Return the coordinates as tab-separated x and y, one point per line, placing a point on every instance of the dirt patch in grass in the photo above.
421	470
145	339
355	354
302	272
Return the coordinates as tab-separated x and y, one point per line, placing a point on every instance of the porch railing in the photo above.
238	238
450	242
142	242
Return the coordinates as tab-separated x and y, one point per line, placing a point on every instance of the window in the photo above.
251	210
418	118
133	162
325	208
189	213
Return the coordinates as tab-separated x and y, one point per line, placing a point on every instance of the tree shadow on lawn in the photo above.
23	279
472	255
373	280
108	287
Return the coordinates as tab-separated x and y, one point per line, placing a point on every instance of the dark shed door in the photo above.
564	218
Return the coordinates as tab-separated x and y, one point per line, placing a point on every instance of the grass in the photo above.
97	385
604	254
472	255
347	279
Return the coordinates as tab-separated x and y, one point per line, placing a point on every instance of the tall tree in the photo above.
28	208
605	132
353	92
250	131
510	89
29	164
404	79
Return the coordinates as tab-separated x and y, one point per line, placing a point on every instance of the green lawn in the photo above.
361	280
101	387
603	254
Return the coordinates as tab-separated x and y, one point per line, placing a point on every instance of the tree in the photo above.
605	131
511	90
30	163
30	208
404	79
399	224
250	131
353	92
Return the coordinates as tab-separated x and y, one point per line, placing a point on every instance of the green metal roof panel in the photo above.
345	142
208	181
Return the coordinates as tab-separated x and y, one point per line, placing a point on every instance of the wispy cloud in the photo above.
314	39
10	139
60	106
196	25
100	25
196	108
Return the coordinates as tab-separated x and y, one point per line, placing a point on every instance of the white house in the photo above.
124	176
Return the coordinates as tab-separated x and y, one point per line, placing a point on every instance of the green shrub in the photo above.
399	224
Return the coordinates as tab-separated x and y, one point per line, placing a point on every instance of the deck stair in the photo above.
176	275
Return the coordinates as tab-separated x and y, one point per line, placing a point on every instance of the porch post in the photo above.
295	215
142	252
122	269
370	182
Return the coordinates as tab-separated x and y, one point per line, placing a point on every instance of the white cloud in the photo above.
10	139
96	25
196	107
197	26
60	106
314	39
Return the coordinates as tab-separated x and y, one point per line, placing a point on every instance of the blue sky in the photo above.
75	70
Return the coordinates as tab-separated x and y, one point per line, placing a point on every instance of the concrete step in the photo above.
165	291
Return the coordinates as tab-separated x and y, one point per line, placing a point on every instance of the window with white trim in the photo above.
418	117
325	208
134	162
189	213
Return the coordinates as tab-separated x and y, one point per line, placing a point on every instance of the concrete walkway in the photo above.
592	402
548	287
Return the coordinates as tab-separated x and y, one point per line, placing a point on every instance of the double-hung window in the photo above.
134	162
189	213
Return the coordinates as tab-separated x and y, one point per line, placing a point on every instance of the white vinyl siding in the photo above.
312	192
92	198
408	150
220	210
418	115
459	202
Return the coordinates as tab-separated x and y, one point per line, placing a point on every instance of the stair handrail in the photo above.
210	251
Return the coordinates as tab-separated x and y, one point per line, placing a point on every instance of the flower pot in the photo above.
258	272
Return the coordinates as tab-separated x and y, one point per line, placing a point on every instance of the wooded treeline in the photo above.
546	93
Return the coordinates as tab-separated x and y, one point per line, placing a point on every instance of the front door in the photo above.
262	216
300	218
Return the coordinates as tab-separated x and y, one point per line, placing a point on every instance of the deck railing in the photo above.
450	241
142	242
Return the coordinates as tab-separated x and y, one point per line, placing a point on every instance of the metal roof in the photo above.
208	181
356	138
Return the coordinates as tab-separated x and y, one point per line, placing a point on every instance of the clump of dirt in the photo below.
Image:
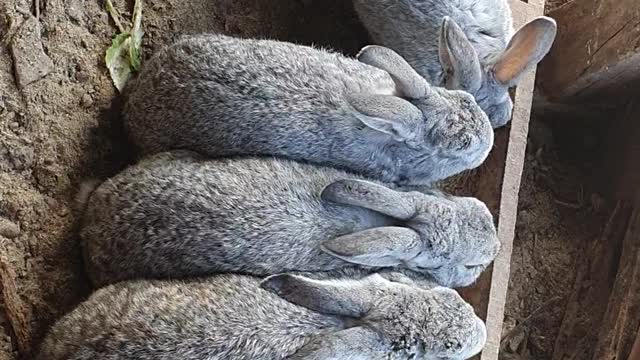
60	124
551	5
560	215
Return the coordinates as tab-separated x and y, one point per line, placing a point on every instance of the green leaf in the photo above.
117	60
123	57
136	36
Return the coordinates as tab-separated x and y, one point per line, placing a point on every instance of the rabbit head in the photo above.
452	239
438	132
386	320
489	83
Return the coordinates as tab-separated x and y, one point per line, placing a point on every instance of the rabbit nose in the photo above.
480	339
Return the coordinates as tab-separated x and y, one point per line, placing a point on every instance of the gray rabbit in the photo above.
461	44
179	214
223	96
235	317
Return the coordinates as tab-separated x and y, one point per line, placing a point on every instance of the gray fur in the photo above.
180	214
235	317
459	44
223	96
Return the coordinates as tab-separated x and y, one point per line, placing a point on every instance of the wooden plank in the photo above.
597	48
513	167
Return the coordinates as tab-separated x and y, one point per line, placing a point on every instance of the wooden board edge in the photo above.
514	167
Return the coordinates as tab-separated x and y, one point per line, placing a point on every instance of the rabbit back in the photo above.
179	214
225	317
412	28
224	96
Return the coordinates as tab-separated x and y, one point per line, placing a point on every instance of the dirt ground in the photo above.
60	124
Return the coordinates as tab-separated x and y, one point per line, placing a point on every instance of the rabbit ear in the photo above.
372	196
334	297
458	58
352	343
377	247
527	48
408	82
387	114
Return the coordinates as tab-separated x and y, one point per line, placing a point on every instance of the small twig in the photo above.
567	204
547	304
114	15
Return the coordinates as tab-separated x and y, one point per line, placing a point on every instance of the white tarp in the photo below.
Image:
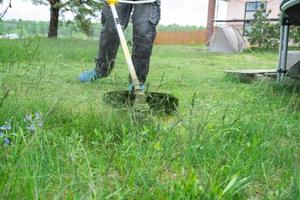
227	40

→ Objective: Can you reproduce all of the records above word for word, leaving out the pictures?

→ Solution to this task:
Return the coordinates as tab-separated x and y, one point per line, placing a point on every instance of the dirt patch in grass in the photo above.
421	470
145	339
355	354
302	272
Return the coordinates as tab-separated x and y, one point per line, placing a point on every instance of the porch railing in the photo above.
238	238
450	242
142	242
Return the coordinates as tab-separated x and y, one point per line, placing a point on every instance of the window in the photo above.
251	210
418	118
133	162
325	208
189	213
Return the coordinates as tab-separated x and y, one point per line, placing a point on every instance of the tree shadow on lawn in the photo above.
23	279
472	255
373	280
108	287
Return the coordinates as tab-separated x and y, one point per line, placing a point on every instance of the dark shed door in the photo above.
564	218
Return the coordinates as tab-separated x and y, one point per line, placing a point on every instance of the grass in the photo above.
97	385
604	254
472	255
347	279
Return the coordinates as tab-separated x and y, one point per line, placing a point on every instance of the tall tree in the photo above.
28	208
605	132
353	92
250	131
510	89
29	164
404	79
Return the coordinates as tab-separated x and y, one point per line, placing a point on every instance of the green lawn in the photo above.
361	280
101	387
603	254
Return the coordinates as tab-separated x and y, one point per line, placing a point on every instance of the tree in the photo above.
605	131
511	90
30	163
30	208
404	79
399	224
250	131
353	92
Return the coordinates as tab-separated x and y, one point per line, placing a point on every instance of the green metal roof panel in the photo above.
345	142
208	181
Return the coordinates as tab-separated x and y, one point per line, placing a point on every instance of the wispy cloud in the photo above.
314	39
10	139
60	106
196	25
100	25
196	108
Return the coordinates as tab-separated x and y, one point per line, placing a point on every instance of the white house in the photo above.
124	176
Return the coordinates as tab-separated x and y, one point per line, placing a point on every instance of the green shrub in the photo above.
399	224
Return the coordinates as tab-separated x and y, one point per line, placing a point on every instance of the deck stair in the photo above.
176	275
Return the coordinates as tab-separated x and y, one point per line, placing a point on every instance of the porch post in the photo above.
295	215
142	252
122	269
370	182
Return the coordinates as tab-separated x and y, one point per line, placing a point on every instance of the white cloud in the photo above.
10	139
96	25
196	107
197	26
60	106
314	39
Return the coordinates as tab-separated x and y, one point per line, placing a point on every instance of the blue sky in the photo above.
75	70
Return the coordinates as tab-separated x and y, one point per line, placing a point on every instance of the concrete step in the photo above.
165	291
Return the coordinates as tab-separated x and y, one point per line, placing a point on every instance of the window with white trim in the photo above.
418	117
325	208
134	162
189	213
Return the coordinates as tab-separated x and y, one point per line, placing a point on every instance of the concrete walkway in the photo above.
592	402
548	287
Return the coordinates as tab-separated x and y, one point per line, placing a point on every instance of the double-hung window in the photo above.
134	162
189	213
Return the coordinates as tab-separated x and y, one point per line, placing a point on every instance of the white vinyl siding in the photo above.
312	192
92	198
408	150
220	210
418	115
459	202
Return the coordinates as tab-separated x and y, one point per line, placing a point on every instance of the stair handrail in the photo above.
210	251
Return the coordinates as tab-separated x and y, one point per line, placing a point on every instance of the flower pot in the photo above.
258	272
Return the coordinates as tab-separated x and y, one point per line, placing a point on every instance of the wooded treeline in the photo above.
546	93
Return the coordinates as tab-separated x and y, one point per line, placing a point on every instance of the front door in the photo above.
262	216
300	218
Return the coordinates as tab-separated x and y, one point per line, placing a point on every instance of the deck railing in the photo above.
450	241
142	242
Return the coordinates as tab-separated x and y, one point per line, placing a point on every instance of the metal roof in the photo above.
208	181
356	138
Return the coordinates as tab-separated x and y, one point per line, placing a point on every instance of the clump of dirt in the photo below.
Image:
60	124
551	5
560	215
Return the coordinates as tab-separated x and y, one point per line, placing a point on every instance of the green leaf in the photo above.
117	60
123	57
136	36
Return the coordinates as tab-separated x and y, one point per line, placing a point on every instance of the rabbit head in the photo above.
452	239
438	132
386	320
489	83
Return the coordinates as tab-separated x and y, one point per line, placing a point on every instance of the rabbit nose in the photo above.
480	339
Return the coordinates as tab-separated x and y, one point per line, placing a point on every instance of the gray rabbit in the photo above.
461	44
179	214
223	96
235	317
Return the coordinates as tab-separated x and y, one point per line, placing a point on every instance of the gray fur in the photo above.
180	214
235	317
459	44
223	96
Return the coordinates as tab-separated x and y, one point per line, placing a point on every instance of the wooden plank in the photo above.
597	48
513	167
Return the coordinates as tab-separated x and y, one point per line, placing a point on every instance of the wooden board edge in the photo above.
514	167
Return the coordinates as tab-separated x and y, one point per line, placing a point on every instance of the rabbit back in the photo above.
179	214
225	317
412	28
224	96
Return the coordinates as tab-separated x and y, one point per line, placing a point on every instance of the dirt ground in the photo above.
60	124
Return the coordinates as tab-separated x and y, one point per line, placing a point on every instance of the rabbit ear in the photo above.
372	196
334	297
458	58
352	343
377	247
527	48
408	82
387	114
Return the coordinates as tab-separated x and y, one point per line, placing a point on every instance of the small twig in the photo above.
567	204
547	304
114	15
Return the coordinates as tab-separated x and y, one point per line, placing a point on every instance of the white tarp in the photo below.
Image:
227	40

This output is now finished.